WHAT YOU SHOULD DO » For the material that follows, return exactly the lines from the one with "green foliage, that" through the one with "Query: sidewalk", both ends included.

GIVEN RECORDS »
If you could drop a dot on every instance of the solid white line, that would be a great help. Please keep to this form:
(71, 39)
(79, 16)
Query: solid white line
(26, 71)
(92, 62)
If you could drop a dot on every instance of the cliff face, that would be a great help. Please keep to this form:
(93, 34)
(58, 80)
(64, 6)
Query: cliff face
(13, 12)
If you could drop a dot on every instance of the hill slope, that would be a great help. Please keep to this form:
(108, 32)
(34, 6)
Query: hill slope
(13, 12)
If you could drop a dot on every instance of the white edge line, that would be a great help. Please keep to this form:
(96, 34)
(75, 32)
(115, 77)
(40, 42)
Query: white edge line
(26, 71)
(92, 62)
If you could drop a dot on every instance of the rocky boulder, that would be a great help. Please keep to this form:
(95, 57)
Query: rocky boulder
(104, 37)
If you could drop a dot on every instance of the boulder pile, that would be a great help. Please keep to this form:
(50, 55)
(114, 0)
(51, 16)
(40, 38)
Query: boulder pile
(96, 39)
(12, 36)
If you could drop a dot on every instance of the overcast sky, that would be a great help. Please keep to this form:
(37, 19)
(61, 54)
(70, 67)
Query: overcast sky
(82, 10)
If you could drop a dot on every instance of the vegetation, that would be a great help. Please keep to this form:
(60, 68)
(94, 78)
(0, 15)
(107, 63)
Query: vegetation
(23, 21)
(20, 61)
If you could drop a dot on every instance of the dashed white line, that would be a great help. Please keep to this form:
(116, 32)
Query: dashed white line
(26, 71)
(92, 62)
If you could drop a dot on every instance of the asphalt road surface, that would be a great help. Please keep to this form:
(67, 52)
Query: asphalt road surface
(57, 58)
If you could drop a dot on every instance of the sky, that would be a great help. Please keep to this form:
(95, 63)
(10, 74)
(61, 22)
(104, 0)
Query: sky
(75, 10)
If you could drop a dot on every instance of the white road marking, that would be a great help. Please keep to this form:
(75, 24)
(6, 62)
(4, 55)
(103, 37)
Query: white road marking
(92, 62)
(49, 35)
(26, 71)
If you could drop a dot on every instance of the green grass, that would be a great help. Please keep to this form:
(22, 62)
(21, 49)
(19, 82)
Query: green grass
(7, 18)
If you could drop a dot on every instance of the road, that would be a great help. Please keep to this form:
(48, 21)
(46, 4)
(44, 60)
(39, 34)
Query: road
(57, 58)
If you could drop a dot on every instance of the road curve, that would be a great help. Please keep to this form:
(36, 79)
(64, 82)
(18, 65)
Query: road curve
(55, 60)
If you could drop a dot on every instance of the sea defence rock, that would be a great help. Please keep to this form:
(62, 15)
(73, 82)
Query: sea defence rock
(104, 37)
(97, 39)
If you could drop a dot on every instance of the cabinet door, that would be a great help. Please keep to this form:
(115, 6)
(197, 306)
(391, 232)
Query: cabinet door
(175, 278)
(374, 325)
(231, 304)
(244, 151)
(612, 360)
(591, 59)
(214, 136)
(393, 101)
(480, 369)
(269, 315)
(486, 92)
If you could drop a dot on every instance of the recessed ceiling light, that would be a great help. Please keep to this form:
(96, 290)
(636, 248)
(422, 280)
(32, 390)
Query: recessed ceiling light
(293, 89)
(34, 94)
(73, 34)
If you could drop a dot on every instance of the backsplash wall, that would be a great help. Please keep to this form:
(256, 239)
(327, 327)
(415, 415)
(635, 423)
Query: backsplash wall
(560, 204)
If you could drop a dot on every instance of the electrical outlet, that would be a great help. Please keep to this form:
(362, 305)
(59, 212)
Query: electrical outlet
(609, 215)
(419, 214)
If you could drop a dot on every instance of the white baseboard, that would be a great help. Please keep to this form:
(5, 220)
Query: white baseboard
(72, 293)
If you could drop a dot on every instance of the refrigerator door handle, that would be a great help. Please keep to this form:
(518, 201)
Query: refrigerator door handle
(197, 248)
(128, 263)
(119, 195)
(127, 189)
==
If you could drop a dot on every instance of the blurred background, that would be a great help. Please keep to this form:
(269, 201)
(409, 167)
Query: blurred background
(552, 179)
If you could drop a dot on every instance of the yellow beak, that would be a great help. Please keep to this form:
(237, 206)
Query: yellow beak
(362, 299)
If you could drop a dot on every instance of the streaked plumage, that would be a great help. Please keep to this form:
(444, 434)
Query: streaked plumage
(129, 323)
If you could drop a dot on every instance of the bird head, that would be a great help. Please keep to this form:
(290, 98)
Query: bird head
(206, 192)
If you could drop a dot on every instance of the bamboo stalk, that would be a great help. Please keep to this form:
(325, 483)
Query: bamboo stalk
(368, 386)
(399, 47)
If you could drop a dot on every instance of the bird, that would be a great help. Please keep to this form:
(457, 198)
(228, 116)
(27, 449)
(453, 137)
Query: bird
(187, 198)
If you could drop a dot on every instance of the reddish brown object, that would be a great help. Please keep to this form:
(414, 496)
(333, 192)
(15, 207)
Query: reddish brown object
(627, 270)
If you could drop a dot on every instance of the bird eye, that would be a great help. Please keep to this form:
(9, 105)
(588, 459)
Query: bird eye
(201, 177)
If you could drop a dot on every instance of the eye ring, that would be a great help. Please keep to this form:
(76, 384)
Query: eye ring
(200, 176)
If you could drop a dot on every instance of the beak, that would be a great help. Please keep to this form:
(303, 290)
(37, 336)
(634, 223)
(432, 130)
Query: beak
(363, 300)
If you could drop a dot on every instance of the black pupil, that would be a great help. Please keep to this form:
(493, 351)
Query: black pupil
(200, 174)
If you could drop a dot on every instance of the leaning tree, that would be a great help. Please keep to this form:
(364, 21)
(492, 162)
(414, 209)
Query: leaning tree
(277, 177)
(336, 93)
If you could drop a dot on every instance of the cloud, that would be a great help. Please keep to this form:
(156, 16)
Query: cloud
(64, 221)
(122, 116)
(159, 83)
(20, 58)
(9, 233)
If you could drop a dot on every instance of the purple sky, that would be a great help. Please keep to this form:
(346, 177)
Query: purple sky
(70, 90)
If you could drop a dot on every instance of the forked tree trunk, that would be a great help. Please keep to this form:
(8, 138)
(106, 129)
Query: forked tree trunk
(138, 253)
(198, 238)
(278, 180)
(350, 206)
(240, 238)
--
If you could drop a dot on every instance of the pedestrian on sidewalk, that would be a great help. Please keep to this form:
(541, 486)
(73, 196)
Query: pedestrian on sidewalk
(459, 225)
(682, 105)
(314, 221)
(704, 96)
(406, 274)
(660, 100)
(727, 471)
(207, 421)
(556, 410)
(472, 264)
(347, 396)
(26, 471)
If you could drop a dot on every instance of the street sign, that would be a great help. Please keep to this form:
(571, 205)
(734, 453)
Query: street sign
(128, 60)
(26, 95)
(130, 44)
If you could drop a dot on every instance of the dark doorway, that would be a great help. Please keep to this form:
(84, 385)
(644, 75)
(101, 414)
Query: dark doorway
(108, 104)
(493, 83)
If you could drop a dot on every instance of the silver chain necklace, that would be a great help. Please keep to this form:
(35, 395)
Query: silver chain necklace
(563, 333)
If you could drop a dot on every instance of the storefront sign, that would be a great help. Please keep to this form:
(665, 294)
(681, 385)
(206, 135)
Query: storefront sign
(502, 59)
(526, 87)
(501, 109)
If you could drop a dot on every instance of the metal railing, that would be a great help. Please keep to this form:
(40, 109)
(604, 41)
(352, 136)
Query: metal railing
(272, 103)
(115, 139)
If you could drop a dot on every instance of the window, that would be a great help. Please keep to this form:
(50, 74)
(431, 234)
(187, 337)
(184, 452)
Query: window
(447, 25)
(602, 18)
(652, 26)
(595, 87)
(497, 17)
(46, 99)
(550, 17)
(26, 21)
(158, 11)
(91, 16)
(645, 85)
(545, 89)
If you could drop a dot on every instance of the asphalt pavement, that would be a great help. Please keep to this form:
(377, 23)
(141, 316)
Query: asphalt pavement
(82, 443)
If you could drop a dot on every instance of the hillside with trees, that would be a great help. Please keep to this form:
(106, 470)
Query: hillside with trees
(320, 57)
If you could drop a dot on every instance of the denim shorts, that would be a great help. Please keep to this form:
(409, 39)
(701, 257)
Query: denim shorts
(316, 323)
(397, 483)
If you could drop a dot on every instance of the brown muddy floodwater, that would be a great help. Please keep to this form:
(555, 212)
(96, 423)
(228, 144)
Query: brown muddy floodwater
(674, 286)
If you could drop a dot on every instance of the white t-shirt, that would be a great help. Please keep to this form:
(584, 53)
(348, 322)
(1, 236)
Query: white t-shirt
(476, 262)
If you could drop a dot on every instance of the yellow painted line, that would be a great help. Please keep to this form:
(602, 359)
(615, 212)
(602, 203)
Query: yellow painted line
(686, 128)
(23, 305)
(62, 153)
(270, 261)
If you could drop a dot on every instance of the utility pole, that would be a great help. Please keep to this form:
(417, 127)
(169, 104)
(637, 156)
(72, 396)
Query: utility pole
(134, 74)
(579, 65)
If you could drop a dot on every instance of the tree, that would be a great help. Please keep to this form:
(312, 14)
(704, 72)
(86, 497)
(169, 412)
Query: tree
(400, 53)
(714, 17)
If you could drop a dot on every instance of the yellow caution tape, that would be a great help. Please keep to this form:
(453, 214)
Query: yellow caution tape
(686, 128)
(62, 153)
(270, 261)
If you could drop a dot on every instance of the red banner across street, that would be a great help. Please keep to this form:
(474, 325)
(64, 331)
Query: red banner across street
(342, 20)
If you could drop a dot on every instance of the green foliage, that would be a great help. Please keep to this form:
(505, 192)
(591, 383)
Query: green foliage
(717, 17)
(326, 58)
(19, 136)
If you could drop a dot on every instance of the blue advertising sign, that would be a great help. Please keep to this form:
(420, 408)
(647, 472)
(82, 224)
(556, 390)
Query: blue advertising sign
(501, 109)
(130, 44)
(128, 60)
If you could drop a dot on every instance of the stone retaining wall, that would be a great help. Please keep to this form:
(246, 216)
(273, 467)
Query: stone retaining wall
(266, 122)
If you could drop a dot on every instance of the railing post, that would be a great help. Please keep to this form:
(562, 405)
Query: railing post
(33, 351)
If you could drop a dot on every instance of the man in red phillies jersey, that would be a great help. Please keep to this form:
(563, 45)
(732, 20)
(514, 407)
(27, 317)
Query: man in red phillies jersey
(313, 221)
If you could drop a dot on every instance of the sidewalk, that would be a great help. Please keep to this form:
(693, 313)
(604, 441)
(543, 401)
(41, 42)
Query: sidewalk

TASK RESULT »
If you could drop a dot on every instance of the green foliage, that would be a great help. Please keep to this form:
(505, 192)
(591, 383)
Query: green foliage
(717, 17)
(326, 58)
(19, 136)
If you could drop a dot on every instance of the blue advertising sign, that would be a great help. Please keep to this form:
(420, 408)
(647, 472)
(82, 224)
(556, 390)
Query: blue advertising sign
(501, 109)
(130, 44)
(128, 60)
If you could drop a dot on every instance of the stone retaining wall, that would be a great help. Please keep to this form:
(246, 216)
(273, 467)
Query: stone retaining wall
(266, 122)
If you could drop a dot on every instance of the railing post, that would be a great help. Please keep to this form:
(562, 405)
Query: railing post
(33, 351)
If you could drop a dot on every instance of the man in red phillies jersey, that would be a great help. Please keep to this form:
(563, 45)
(732, 20)
(514, 407)
(27, 317)
Query: man in red phillies jersey
(313, 221)
If you could drop a dot on every instance of the sidewalk, that would be a great help. Please keep to this form:
(693, 313)
(604, 441)
(543, 401)
(41, 42)
Query: sidewalk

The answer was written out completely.